### [Work order]
Identify all lines below that hold "query" and collect them.

(Records provided)

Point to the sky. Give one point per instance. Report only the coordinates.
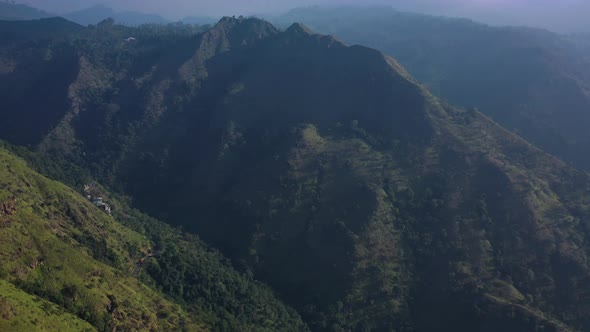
(556, 15)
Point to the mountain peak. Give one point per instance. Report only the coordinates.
(299, 29)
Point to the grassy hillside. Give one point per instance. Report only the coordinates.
(20, 311)
(59, 247)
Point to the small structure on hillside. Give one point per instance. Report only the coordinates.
(94, 195)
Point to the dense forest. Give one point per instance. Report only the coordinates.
(533, 82)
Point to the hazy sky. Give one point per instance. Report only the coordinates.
(559, 15)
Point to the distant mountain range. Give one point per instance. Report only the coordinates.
(94, 15)
(531, 81)
(363, 201)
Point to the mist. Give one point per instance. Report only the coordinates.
(565, 16)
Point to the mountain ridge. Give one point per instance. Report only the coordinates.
(370, 204)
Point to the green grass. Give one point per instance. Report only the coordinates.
(20, 311)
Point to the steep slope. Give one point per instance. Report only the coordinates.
(329, 173)
(57, 246)
(531, 81)
(20, 311)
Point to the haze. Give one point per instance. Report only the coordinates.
(558, 15)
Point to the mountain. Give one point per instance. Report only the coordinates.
(67, 265)
(531, 81)
(98, 13)
(19, 12)
(199, 20)
(325, 171)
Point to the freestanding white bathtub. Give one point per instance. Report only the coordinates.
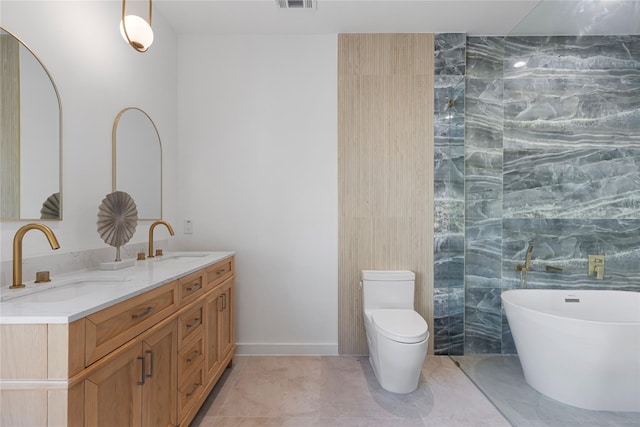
(580, 347)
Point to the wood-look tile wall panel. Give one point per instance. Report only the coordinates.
(10, 128)
(385, 169)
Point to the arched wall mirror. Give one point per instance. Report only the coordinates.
(30, 135)
(137, 161)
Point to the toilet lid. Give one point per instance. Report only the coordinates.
(400, 325)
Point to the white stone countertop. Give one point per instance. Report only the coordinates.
(72, 296)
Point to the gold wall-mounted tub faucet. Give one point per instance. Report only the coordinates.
(17, 249)
(165, 223)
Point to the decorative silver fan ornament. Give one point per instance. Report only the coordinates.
(51, 207)
(117, 219)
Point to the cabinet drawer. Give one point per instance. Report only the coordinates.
(190, 390)
(108, 329)
(219, 272)
(190, 323)
(190, 287)
(191, 355)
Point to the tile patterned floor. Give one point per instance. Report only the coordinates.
(501, 378)
(341, 391)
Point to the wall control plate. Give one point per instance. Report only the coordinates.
(595, 261)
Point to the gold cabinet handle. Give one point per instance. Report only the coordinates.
(142, 371)
(193, 390)
(193, 356)
(150, 353)
(193, 287)
(196, 321)
(144, 313)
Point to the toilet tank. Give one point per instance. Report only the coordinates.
(388, 289)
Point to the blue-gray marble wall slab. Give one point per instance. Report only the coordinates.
(484, 118)
(552, 157)
(449, 110)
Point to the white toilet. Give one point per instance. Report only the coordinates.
(396, 334)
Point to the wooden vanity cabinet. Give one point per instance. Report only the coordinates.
(136, 385)
(150, 360)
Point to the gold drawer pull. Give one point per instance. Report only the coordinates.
(193, 390)
(143, 371)
(196, 321)
(193, 356)
(144, 313)
(193, 287)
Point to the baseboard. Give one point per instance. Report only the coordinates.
(286, 349)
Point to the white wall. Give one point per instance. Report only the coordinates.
(97, 75)
(257, 174)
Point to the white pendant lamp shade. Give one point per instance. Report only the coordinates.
(139, 31)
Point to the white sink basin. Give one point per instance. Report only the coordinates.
(179, 257)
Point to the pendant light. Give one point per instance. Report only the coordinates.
(135, 30)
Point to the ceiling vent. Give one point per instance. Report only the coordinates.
(296, 4)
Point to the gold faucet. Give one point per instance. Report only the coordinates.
(17, 249)
(165, 223)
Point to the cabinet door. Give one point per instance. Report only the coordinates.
(159, 399)
(212, 359)
(226, 338)
(113, 392)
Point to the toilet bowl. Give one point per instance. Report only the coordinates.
(397, 335)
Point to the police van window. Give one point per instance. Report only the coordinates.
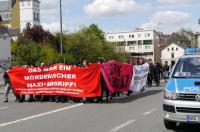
(187, 68)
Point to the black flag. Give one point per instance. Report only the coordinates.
(13, 2)
(0, 19)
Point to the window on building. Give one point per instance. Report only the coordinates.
(131, 48)
(38, 16)
(121, 36)
(131, 43)
(111, 37)
(148, 42)
(147, 47)
(172, 55)
(29, 3)
(131, 36)
(140, 42)
(35, 16)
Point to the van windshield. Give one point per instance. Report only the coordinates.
(187, 68)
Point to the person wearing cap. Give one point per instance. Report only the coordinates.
(8, 86)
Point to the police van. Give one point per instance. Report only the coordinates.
(182, 93)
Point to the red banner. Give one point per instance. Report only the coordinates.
(57, 79)
(117, 76)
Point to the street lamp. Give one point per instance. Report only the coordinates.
(61, 40)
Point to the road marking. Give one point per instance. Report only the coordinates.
(39, 115)
(123, 125)
(149, 112)
(1, 108)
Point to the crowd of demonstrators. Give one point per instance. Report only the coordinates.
(155, 73)
(158, 72)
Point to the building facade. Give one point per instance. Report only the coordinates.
(29, 13)
(171, 53)
(17, 13)
(139, 43)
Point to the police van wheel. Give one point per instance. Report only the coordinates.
(170, 124)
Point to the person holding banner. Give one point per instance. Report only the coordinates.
(8, 86)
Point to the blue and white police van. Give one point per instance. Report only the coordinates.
(182, 93)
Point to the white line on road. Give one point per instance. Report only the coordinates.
(123, 125)
(149, 112)
(39, 115)
(1, 108)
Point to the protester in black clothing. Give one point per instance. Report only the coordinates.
(8, 86)
(157, 73)
(165, 71)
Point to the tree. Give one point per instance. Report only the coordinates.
(89, 43)
(37, 34)
(179, 39)
(28, 54)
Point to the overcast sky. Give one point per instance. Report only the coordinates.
(122, 15)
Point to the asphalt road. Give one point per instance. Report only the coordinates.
(138, 113)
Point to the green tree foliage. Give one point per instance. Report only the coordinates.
(28, 54)
(89, 43)
(179, 39)
(35, 45)
(37, 34)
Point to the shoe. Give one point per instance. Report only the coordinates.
(5, 101)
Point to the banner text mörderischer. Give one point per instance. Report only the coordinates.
(50, 76)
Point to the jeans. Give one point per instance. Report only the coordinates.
(7, 89)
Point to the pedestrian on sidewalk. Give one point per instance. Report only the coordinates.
(8, 86)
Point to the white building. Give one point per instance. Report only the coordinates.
(171, 53)
(5, 47)
(5, 11)
(29, 13)
(139, 43)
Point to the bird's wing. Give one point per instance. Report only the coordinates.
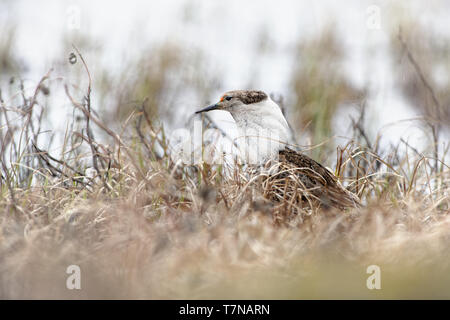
(313, 176)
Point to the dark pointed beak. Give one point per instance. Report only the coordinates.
(215, 106)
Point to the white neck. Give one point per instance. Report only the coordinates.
(263, 130)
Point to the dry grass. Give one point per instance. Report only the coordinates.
(142, 226)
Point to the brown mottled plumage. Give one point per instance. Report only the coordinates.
(247, 96)
(293, 180)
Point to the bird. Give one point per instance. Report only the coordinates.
(266, 142)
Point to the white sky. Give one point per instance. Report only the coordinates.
(224, 31)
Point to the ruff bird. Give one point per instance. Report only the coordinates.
(265, 135)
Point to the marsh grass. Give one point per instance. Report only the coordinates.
(141, 225)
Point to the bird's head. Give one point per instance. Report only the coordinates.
(237, 101)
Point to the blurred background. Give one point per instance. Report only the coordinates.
(331, 65)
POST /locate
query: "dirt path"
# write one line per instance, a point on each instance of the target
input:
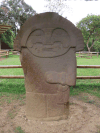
(84, 117)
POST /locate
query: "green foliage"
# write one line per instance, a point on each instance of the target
(15, 12)
(90, 27)
(8, 38)
(96, 46)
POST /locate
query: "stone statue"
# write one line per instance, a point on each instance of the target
(47, 43)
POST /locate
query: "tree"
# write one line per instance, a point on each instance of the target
(90, 27)
(15, 12)
(8, 38)
(58, 6)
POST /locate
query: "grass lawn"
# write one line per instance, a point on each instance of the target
(16, 86)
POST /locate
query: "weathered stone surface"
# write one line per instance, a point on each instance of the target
(47, 43)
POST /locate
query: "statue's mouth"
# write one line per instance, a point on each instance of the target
(53, 77)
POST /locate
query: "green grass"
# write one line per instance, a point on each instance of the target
(16, 86)
(91, 86)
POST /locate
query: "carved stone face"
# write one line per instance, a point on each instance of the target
(48, 42)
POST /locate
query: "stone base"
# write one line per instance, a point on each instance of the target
(48, 106)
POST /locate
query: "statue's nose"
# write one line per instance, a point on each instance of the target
(47, 40)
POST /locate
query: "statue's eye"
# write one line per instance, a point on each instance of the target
(38, 33)
(59, 32)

(End Records provided)

### [Answer box]
query: "dirt path"
query: "green foliage"
query: "stone statue"
query: "tree"
query: "grass lawn"
query: "weathered stone surface"
query: "statue's mouth"
query: "green grass"
query: "carved stone face"
query: "stone base"
query: "statue's nose"
query: "statue's eye"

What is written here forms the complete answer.